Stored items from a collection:
=== Begin Enclosure ===

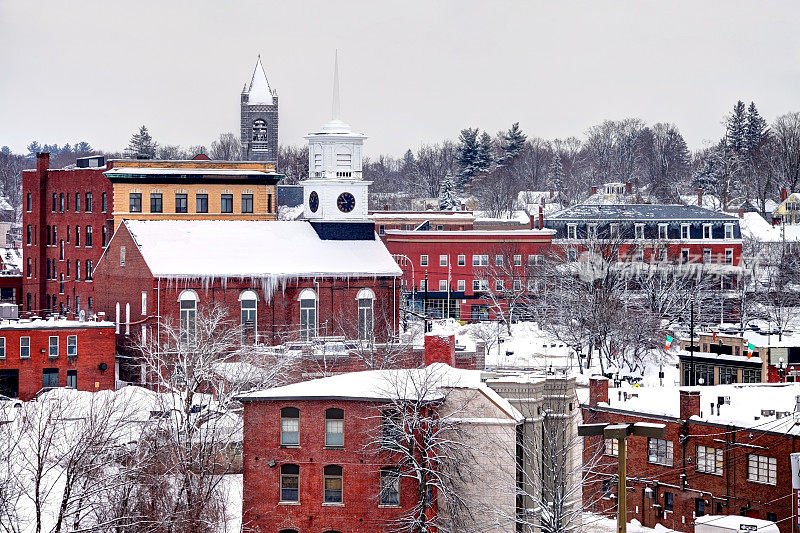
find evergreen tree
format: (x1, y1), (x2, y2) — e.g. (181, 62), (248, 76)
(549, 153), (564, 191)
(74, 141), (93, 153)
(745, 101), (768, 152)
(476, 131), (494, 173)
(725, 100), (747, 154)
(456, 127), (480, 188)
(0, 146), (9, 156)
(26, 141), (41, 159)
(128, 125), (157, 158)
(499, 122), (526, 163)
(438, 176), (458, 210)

=== End Enclosure ===
=== Begin Enclosure ===

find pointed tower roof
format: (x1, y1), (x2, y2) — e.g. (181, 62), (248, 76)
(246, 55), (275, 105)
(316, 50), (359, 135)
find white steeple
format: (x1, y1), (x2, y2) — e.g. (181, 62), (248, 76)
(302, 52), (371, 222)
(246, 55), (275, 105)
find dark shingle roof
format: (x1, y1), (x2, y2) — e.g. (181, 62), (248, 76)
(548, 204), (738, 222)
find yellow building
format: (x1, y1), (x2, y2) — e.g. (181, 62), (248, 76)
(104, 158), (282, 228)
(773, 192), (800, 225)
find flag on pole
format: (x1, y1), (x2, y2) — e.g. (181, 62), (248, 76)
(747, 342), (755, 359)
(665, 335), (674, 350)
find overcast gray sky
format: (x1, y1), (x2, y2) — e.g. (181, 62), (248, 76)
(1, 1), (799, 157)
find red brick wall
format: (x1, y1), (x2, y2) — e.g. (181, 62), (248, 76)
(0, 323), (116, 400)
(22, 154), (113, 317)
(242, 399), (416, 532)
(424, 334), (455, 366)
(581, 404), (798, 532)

=== End Enclosure ===
=== Begin Enclosure ===

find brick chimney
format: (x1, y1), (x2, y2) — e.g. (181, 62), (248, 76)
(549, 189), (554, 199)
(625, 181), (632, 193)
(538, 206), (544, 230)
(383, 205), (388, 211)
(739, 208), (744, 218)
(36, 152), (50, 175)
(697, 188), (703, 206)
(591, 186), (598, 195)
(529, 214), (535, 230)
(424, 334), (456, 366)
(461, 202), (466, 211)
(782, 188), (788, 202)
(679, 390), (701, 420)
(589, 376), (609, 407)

=== End Enclosure ===

Please state how many lines in the entries above include the word "roof", giving only the number.

Output of the task: 2